_Instructions for the task_. From the line with "Return a point for each instance of the soft" through the final line, transcribe the material below character for character; include no other lines.

-- Begin Exercise inputs --

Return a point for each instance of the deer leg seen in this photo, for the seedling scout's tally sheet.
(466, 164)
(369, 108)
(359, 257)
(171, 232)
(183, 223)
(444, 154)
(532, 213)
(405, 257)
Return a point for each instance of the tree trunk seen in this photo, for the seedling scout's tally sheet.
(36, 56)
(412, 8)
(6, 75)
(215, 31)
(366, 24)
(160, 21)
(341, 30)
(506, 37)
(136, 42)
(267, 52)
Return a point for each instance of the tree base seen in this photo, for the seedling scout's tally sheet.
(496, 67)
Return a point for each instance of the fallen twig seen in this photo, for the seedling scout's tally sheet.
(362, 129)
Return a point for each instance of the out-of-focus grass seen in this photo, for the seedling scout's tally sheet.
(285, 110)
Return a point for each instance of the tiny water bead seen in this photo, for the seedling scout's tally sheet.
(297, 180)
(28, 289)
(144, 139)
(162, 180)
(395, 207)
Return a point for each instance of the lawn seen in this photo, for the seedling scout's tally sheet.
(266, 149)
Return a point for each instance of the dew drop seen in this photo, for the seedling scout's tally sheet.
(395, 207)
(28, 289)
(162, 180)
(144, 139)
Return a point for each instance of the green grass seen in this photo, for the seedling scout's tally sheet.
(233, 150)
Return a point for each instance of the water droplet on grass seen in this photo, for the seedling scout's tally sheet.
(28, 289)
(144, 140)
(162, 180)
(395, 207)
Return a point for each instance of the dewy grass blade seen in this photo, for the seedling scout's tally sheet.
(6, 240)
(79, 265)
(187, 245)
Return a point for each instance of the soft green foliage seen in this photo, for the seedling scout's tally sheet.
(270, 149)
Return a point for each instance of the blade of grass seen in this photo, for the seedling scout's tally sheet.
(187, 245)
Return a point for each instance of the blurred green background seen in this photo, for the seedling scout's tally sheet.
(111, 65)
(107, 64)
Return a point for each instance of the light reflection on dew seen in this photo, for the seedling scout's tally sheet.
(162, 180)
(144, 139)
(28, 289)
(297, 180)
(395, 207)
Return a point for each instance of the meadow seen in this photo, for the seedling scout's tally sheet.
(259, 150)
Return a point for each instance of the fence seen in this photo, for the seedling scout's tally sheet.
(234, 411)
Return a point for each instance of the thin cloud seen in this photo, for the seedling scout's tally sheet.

-- End Exercise inputs --

_Full output_.
Return a point for each instance of the soft green foliage seen in this photo, for the seedling scout's tally sheet.
(270, 149)
Return a point for each instance of the blade of grass seen in this photo, for the seedling scout's tally sheet.
(187, 245)
Return a point for each instance of the blurred green background seen in this photo, for the seedling scout's tally sheet.
(111, 65)
(107, 64)
Return a point for each instance of the light reflection on dew seen in this photo, for the seedling scout's tally sheet.
(162, 180)
(144, 139)
(28, 289)
(297, 180)
(395, 207)
Return a point for each instance of the meadow seen in this photo, for the seedling scout's tally sheet.
(259, 150)
Return a point for each instance of the fence seen in this photo, for the seedling scout's tally sheet.
(234, 411)
Return a point for each instance of the thin cloud seen in this photo, for the seedling scout's tally sheet.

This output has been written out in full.